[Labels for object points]
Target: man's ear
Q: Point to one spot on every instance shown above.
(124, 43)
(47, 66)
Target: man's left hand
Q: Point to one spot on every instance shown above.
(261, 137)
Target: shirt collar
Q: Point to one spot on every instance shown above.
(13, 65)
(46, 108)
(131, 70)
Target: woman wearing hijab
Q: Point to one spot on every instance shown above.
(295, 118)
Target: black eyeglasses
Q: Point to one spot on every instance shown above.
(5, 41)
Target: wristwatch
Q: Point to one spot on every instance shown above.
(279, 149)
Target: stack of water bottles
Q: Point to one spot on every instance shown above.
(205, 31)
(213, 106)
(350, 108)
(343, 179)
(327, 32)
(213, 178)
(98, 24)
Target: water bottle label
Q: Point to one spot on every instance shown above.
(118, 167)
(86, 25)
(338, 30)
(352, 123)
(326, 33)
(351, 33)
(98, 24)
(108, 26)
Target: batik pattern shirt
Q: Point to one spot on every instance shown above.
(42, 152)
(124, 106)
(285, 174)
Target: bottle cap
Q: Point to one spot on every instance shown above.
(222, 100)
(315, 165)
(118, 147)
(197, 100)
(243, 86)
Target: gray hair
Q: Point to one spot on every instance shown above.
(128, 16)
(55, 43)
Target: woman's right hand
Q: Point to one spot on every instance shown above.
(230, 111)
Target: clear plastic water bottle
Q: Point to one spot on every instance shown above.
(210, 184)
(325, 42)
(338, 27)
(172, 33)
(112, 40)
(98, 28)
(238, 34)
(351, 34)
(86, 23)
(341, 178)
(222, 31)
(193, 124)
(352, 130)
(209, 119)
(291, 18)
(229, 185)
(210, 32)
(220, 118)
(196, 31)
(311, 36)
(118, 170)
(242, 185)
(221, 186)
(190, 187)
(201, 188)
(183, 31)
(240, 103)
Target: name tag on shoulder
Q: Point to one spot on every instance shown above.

● **TASK TO COMPLETE**
Lay out the lines above as a Markdown table with the columns Row and Line, numbering each row and leaving out blank lines.

● **RESPONSE BELOW**
| Row | Line |
|---|---|
| 1 | Target: man's ear |
| 2 | Q: Point to one spot on every instance shown above. |
| 3 | (124, 43) |
| 4 | (47, 66) |
| 5 | Target: man's left hand |
| 6 | Q: Point to one spot on every instance shown above. |
| 7 | (261, 137) |
| 8 | Target: shirt collar |
| 9 | Q: Point to one spot on every instance shown above. |
| 10 | (13, 65) |
| 11 | (46, 108) |
| 12 | (131, 70) |
| 13 | Target: woman wearing hijab |
| 14 | Q: Point to one spot on every instance shown above. |
| 15 | (295, 118) |
| 16 | Target: black eyeglasses |
| 17 | Q: Point to one spot on every instance shown above. |
| 18 | (5, 41) |
| 19 | Target: wristwatch |
| 20 | Q: Point to one spot on every instance shown above. |
| 21 | (279, 149) |
| 22 | Target: stack of water bottles |
| 23 | Q: Point to one spot on every instance shown above. |
| 24 | (205, 31) |
| 25 | (213, 106) |
| 26 | (350, 108) |
| 27 | (343, 179) |
| 28 | (327, 32) |
| 29 | (213, 178) |
| 30 | (98, 24) |
| 31 | Target: water bottle label |
| 32 | Q: Point to one spot on every instance shown above. |
| 33 | (118, 167) |
| 34 | (86, 25) |
| 35 | (338, 30) |
| 36 | (352, 123) |
| 37 | (326, 33) |
| 38 | (351, 33) |
| 39 | (98, 24) |
| 40 | (108, 26) |
| 41 | Target: batik pattern shirt |
| 42 | Q: Point to one spot on every instance shown above. |
| 43 | (42, 152) |
| 44 | (124, 106) |
| 45 | (285, 174) |
| 46 | Target: bottle cap |
| 47 | Q: Point to one spot on every instance shown above. |
| 48 | (222, 100) |
| 49 | (315, 165) |
| 50 | (118, 147) |
| 51 | (197, 100) |
| 52 | (243, 86) |
| 53 | Target: gray hair |
| 54 | Q: Point to one spot on every instance shown above. |
| 55 | (128, 16) |
| 56 | (55, 43) |
| 57 | Target: woman's right hand |
| 58 | Q: Point to one spot on every instance shown above. |
| 59 | (230, 111) |
| 60 | Target: clear plastic water bottle |
| 61 | Q: Point to one spot on every instance shown above. |
| 62 | (210, 184) |
| 63 | (325, 42) |
| 64 | (338, 27) |
| 65 | (172, 33) |
| 66 | (112, 40) |
| 67 | (98, 28) |
| 68 | (238, 34) |
| 69 | (351, 34) |
| 70 | (86, 23) |
| 71 | (341, 178) |
| 72 | (222, 31) |
| 73 | (193, 124) |
| 74 | (352, 130) |
| 75 | (209, 119) |
| 76 | (291, 18) |
| 77 | (229, 185) |
| 78 | (210, 32) |
| 79 | (220, 118) |
| 80 | (196, 31) |
| 81 | (311, 36) |
| 82 | (118, 170) |
| 83 | (242, 185) |
| 84 | (221, 186) |
| 85 | (190, 187) |
| 86 | (201, 188) |
| 87 | (183, 31) |
| 88 | (240, 103) |
| 89 | Target: name tag on shoulder |
| 90 | Q: Point to one spot on every instance shown above. |